**Input records**
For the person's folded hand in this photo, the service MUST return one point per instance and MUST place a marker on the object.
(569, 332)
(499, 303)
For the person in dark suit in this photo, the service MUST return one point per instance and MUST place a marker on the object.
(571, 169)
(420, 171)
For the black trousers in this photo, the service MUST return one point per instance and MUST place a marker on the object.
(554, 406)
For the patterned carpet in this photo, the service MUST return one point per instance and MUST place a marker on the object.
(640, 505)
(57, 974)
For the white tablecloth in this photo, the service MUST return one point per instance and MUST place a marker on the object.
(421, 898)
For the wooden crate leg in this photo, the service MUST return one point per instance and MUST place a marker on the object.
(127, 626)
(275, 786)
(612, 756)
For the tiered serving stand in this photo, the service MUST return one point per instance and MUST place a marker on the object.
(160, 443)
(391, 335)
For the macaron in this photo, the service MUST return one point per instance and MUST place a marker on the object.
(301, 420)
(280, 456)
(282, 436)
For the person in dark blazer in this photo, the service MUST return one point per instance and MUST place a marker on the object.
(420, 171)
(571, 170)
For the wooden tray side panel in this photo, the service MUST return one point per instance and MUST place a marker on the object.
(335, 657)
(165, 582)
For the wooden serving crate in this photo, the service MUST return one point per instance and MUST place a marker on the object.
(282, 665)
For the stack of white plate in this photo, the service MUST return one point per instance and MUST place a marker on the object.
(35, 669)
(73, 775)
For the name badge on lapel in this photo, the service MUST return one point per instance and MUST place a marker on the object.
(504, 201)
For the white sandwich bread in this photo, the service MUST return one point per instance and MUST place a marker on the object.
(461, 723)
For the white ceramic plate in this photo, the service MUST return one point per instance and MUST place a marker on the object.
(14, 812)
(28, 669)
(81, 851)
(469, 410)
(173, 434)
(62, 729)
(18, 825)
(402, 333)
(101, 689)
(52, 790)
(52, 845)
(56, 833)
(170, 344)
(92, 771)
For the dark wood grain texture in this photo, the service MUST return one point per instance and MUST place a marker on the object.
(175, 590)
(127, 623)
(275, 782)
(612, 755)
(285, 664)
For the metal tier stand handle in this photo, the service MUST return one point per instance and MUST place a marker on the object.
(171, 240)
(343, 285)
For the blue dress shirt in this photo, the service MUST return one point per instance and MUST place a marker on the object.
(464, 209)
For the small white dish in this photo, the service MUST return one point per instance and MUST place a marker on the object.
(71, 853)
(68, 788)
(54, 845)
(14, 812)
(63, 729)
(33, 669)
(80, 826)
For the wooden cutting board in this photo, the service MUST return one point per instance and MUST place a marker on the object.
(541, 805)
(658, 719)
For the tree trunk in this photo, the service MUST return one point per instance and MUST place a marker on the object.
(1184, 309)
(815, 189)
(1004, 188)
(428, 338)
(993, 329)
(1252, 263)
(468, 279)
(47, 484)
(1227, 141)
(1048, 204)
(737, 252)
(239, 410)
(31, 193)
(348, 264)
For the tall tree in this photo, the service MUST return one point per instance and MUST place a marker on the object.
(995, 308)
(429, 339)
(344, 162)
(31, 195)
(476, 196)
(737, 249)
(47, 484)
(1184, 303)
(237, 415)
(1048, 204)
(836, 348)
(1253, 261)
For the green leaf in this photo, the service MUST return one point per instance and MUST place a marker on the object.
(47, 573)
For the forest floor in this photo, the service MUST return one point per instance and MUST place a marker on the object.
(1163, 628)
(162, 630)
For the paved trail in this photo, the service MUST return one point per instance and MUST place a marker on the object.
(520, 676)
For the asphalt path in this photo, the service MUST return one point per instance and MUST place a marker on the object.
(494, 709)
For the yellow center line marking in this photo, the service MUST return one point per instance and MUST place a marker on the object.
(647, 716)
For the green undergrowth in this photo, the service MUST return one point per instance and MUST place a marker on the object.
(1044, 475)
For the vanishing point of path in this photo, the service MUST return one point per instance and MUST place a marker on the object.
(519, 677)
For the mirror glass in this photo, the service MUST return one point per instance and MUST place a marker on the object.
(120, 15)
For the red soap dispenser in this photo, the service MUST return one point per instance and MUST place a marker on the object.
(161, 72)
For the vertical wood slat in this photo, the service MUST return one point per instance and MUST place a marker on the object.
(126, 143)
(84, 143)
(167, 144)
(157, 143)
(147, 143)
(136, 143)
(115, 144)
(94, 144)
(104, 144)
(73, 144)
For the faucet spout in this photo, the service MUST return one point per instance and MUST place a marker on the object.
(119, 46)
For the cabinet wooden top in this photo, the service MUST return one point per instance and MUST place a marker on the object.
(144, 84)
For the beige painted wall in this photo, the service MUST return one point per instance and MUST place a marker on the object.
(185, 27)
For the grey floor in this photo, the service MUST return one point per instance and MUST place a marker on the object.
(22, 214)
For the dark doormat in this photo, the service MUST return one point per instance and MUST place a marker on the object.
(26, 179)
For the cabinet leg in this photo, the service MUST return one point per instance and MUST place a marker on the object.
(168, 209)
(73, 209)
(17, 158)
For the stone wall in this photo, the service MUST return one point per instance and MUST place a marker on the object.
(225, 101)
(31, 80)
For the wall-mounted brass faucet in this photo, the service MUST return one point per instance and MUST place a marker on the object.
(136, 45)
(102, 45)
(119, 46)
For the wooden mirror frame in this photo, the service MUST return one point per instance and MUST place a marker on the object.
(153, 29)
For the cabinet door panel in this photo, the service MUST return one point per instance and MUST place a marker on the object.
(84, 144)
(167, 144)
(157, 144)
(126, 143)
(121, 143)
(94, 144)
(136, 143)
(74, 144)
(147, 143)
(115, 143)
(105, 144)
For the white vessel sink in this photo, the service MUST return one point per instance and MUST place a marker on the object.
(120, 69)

**Short task**
Print all of the data above again, word for word, without changing a single line.

**Correct response**
For the person's folded hand in this photo, the service MUST return one point per instance and MUST place a marker on the object.
(569, 332)
(499, 303)
For the person in dark suit in this photo, the service MUST return one point per instance and MUST place a marker on the object.
(571, 169)
(420, 171)
For the black trousers in this photo, the service MUST return one point per instance and MUST place a marker on the object.
(554, 406)
For the patterned carpet in this photo, the service MUST return one point per instance and MUST place a marker on the object.
(640, 505)
(57, 974)
For the white tablecloth in this photo, the service MUST return one point per instance and MUST place a marker on the object.
(421, 898)
For the wooden crate leg in this photo, the service MUST return one point per instance and MUST place a marker on the object.
(127, 626)
(275, 786)
(612, 756)
For the tiered serving stand in this photo, the service MUST return one point per instance and MUST place a marker on the object.
(160, 443)
(391, 335)
For the macaron in this photo, the service MUST return one point per instance and MUST place a marker on the object.
(301, 420)
(280, 456)
(282, 436)
For the person in dark blazer in this photo, the service MUST return one point per instance and MUST place a marker on the object.
(420, 171)
(571, 170)
For the wooden tray side panel in this photo, the service MUST return one point per instance and MUST place a marker on the object.
(335, 657)
(165, 582)
For the wooden serving crate in this photo, the service MUST return one point per instance and MUST place a marker on the object.
(282, 665)
For the stack of white plate in this photo, the service MUST return one point per instance and MUST place a marker on the object.
(35, 669)
(73, 775)
For the name badge on lapel in this photo, the service MUST return one point per instance and MUST place a marker on the object.
(504, 201)
For the white sandwich bread in this photo, the service MUST return one point per instance and MUST place a marker on the object.
(461, 723)
For the white ceramic plate in this photo, the service MUST return one point per instance and MUST place a marker on the object.
(14, 812)
(28, 669)
(81, 851)
(469, 410)
(173, 434)
(62, 729)
(18, 825)
(402, 333)
(101, 689)
(52, 790)
(52, 845)
(56, 833)
(170, 344)
(92, 771)
For the dark wood grain texture in this photo, the service MUST return one point per instance and MUST place a marker on the object.
(175, 590)
(127, 623)
(275, 782)
(612, 755)
(285, 664)
For the metal tier stand handle in this photo, the service MUST return one point per instance and MUST place a marker on the object.
(171, 240)
(343, 285)
For the blue dress shirt in this photo, the service MUST return one point per instance and MUST place a marker on the object.
(464, 209)
For the small white dish in this photo, the service MUST return one point per instance and MUST place a marker on the object.
(71, 853)
(68, 788)
(54, 845)
(14, 812)
(63, 729)
(33, 669)
(80, 826)
For the wooden cutting board in this photo, the service MUST return one point per instance and MUST place a marker on the object.
(541, 805)
(658, 719)
For the tree trunk in this photo, the service MUST return one point per instance and MUST place a marker on the object.
(1184, 309)
(815, 189)
(1004, 188)
(428, 338)
(993, 329)
(1252, 263)
(468, 279)
(47, 484)
(1227, 141)
(1048, 204)
(737, 252)
(239, 410)
(31, 193)
(348, 264)
For the tall tree in this photo, the service MUST return one point per instance and MUST place a marker on the object.
(995, 308)
(429, 339)
(344, 162)
(31, 195)
(476, 196)
(737, 249)
(47, 484)
(1184, 303)
(237, 415)
(1048, 204)
(836, 348)
(1253, 261)
For the green leaf in this photo, the service MUST return one point per instance and MUST place a marker on the object.
(47, 573)
For the forest floor in this photo, the service MUST return one point per instance and MUST place a marker on the object.
(1163, 628)
(162, 630)
For the paved trail in this photo, the service MUST return one point per instance and MUST place a marker on the object.
(520, 676)
For the asphalt path in this photo, the service MUST return one point per instance and MUST place a marker on the object.
(494, 709)
For the yellow center line marking in this photo, the service MUST return one point per instance and MUST place a marker on the object.
(647, 716)
For the green undergrowth in this photo, the service MUST return one point per instance and MUST place a marker on the object.
(1044, 475)
For the vanishing point of path in this photo, the service MUST return one point per instance and MUST place a marker on the object.
(519, 677)
For the mirror glass in this photo, the service MUST return one point per instance and MUST place a marker on the object.
(120, 15)
For the red soap dispenser in this photo, the service MUST return one point per instance and MUST place a marker on the object.
(161, 72)
For the vertical wood slat in this photo, the service MUST return one point per instance and MUST place a marker on the object.
(126, 143)
(84, 143)
(167, 144)
(157, 143)
(147, 143)
(136, 143)
(115, 144)
(94, 144)
(104, 144)
(73, 144)
For the faucet spout in this photo, the service MUST return one point per instance and MUST place a marker on the object.
(119, 46)
For the cabinet wooden top in this photo, the service MUST return one point per instance and MUST place a marker on the object.
(144, 84)
For the beige painted wall in this photo, the service MUST return one point per instance and MUST place a marker on the object.
(185, 27)
For the grey floor in this photo, the service MUST return one point per instance and MUST place a marker on the object.
(22, 214)
For the dark doormat in this photo, the service MUST return one point per instance and MUST place a marker on the object.
(26, 179)
For the cabinet leg in this photo, the service MUST return one point per instance and MUST place a marker on the object.
(168, 209)
(73, 209)
(17, 158)
For the stone wall in this photo, the service MUST return one point per instance and MUST place a marker on the object.
(225, 101)
(31, 80)
For the wall-mounted brass faucet in this photo, the service MUST return one point per instance and MUST place a marker on the object.
(136, 45)
(102, 45)
(119, 46)
For the wooden mirror frame in this photo, the service MUST return one point per instance and MUST place a marker on the object.
(153, 29)
For the cabinet door panel in this photo, the service MUST return one point per instance and MUST place a marker on the object.
(84, 144)
(167, 144)
(157, 144)
(126, 143)
(121, 143)
(94, 144)
(136, 143)
(74, 144)
(147, 143)
(115, 143)
(105, 144)
For the white vessel sink in this photo, the service MUST return one point per instance and MUST place a marker on the object.
(120, 69)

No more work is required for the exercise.